• [DATENSÄTZE ZUR AUFGABE]

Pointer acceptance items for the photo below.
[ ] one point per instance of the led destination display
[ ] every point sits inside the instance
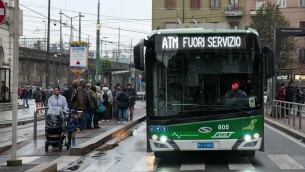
(169, 43)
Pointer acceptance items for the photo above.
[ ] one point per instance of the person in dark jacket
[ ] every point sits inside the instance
(122, 102)
(289, 97)
(132, 99)
(300, 99)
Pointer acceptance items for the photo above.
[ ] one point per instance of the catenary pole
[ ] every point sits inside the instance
(97, 72)
(14, 161)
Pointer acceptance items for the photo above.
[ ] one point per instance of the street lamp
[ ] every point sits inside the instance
(105, 37)
(71, 33)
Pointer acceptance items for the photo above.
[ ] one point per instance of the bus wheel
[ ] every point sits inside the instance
(250, 153)
(160, 154)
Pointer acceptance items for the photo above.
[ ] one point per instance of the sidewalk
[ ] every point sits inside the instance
(33, 152)
(24, 115)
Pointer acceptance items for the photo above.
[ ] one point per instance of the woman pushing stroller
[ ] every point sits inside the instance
(55, 128)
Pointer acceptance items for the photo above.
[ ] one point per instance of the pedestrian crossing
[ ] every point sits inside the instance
(151, 163)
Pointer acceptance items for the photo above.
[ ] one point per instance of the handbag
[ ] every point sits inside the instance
(80, 112)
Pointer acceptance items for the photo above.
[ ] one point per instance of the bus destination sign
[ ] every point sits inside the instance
(169, 43)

• [ZU BEFOLGENDE ANWEISUNGEN] Gib die gesamte Liste oben noch einmal wieder und ersetze darin "street lamp" durch "lamp post", ohne sonst etwas zu ändern. Lass die Bilder in deiner Antwort weg.

• [FERTIGE ANTWORT]
Pointer acceptance items for the photo below.
[ ] one point per instance of the led destination display
[ ] every point sits inside the instance
(169, 43)
Pointer acceptance items for the photo above.
[ ] one point per instance of the person in dark jacket
[ ] every point sits inside the instance
(122, 102)
(289, 97)
(132, 99)
(300, 99)
Pointer acceptance items for the photo above.
[ ] one point per instance of the catenary pole
[ ] every point sits inside the instance
(97, 72)
(14, 161)
Pointer acceptance items for the photo above.
[ ] one point per instance of the lamp post
[ ] every point sits inside the instance
(105, 37)
(71, 33)
Pointer acceptance items for the photo above.
[ ] one point per instance of the bus wheel
[ ] every point sits inside the instance
(250, 153)
(160, 154)
Pointer acceptance items for the photo above.
[ ] one point per instance of the sidewalk
[ ] every point sits inside the instance
(33, 152)
(24, 115)
Pointer acceptance items for the photo above.
[ ] one point per instance of the woman pushing stroller
[ ] every point sits inside the instance
(55, 128)
Pointer acceptance items for the photo above.
[ ] one point per instance of the pedestrian crossing
[ ] every point sits inside the instance
(151, 163)
Pointer acceptance items for the photo above.
[ ] one point per instance of the handbag
[ ] every point sits inside the instance
(80, 112)
Pointer acceptance items for the photo above.
[ ] one point per instance of the bus destination sign
[ ] every point sits inside the instance
(169, 43)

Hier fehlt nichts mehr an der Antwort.